** Your task **
In the records below, reproduce the lines from the one containing "If you could mark the tree in" through the end of the records.
[START OF Supplied records]
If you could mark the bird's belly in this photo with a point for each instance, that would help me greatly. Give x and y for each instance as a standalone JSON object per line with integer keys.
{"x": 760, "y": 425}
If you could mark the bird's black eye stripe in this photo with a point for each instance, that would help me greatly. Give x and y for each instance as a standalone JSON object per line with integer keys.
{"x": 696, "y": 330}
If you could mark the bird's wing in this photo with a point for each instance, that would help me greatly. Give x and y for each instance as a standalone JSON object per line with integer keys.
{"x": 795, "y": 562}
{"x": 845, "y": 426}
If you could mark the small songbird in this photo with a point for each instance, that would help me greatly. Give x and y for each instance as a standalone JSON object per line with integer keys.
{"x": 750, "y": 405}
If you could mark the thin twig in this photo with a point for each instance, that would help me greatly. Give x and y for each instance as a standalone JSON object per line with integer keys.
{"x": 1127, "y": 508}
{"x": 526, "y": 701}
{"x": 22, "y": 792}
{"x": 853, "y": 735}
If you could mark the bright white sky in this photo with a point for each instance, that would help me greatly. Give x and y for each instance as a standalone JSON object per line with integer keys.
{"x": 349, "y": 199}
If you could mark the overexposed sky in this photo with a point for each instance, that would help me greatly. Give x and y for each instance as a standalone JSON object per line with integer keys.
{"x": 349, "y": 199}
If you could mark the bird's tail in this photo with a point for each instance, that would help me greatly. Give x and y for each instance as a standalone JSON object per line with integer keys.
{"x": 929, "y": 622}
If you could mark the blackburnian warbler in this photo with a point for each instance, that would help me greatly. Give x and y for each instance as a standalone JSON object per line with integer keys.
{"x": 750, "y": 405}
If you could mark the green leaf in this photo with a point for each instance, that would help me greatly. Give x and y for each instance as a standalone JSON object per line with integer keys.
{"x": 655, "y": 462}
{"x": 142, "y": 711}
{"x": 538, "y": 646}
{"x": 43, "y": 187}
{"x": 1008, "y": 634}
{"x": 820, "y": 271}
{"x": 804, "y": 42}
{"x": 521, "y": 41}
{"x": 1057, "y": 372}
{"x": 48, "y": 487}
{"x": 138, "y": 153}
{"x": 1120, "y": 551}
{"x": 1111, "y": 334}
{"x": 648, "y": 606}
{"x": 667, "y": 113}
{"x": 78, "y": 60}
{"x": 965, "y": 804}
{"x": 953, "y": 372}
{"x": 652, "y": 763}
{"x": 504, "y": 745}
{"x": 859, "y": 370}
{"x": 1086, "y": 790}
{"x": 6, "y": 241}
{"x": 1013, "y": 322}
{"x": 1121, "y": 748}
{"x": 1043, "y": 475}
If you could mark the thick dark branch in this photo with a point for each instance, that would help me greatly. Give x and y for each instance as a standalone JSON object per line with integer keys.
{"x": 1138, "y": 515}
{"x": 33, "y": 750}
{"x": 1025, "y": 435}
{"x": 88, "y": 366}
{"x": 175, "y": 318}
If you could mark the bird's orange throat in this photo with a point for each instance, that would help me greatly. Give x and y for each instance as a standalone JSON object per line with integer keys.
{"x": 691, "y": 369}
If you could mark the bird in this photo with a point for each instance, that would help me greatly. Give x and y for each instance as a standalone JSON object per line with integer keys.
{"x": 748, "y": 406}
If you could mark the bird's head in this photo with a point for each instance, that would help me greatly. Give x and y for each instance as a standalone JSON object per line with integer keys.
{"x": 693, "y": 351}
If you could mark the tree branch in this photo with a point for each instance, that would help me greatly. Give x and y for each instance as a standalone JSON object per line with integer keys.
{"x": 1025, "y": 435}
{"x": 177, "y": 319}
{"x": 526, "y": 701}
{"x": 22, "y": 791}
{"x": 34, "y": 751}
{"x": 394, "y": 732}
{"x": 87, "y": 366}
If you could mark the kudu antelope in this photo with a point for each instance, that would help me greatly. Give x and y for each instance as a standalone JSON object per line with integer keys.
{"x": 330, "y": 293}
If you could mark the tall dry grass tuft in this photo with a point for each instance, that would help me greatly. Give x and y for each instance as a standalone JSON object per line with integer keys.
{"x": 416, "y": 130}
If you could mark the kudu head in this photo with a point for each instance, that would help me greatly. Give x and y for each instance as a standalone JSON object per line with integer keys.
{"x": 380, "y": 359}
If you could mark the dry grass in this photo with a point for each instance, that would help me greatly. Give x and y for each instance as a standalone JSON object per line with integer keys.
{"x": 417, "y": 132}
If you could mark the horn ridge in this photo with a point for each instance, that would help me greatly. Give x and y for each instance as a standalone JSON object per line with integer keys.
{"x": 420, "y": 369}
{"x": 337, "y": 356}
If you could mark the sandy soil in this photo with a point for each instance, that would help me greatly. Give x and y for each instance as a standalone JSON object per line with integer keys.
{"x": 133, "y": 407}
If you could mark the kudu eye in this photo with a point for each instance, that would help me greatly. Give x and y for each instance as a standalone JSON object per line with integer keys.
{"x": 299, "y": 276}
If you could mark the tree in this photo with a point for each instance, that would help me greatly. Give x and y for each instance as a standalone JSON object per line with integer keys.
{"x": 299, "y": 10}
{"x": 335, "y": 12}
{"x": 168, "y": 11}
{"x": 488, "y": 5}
[END OF Supplied records]
** Result below **
If you could mark the tree in this photo with a point for each instance, that would help me greatly. Give x and y for each instance as a standalone JSON object per line with integer keys.
{"x": 299, "y": 10}
{"x": 335, "y": 12}
{"x": 168, "y": 11}
{"x": 488, "y": 5}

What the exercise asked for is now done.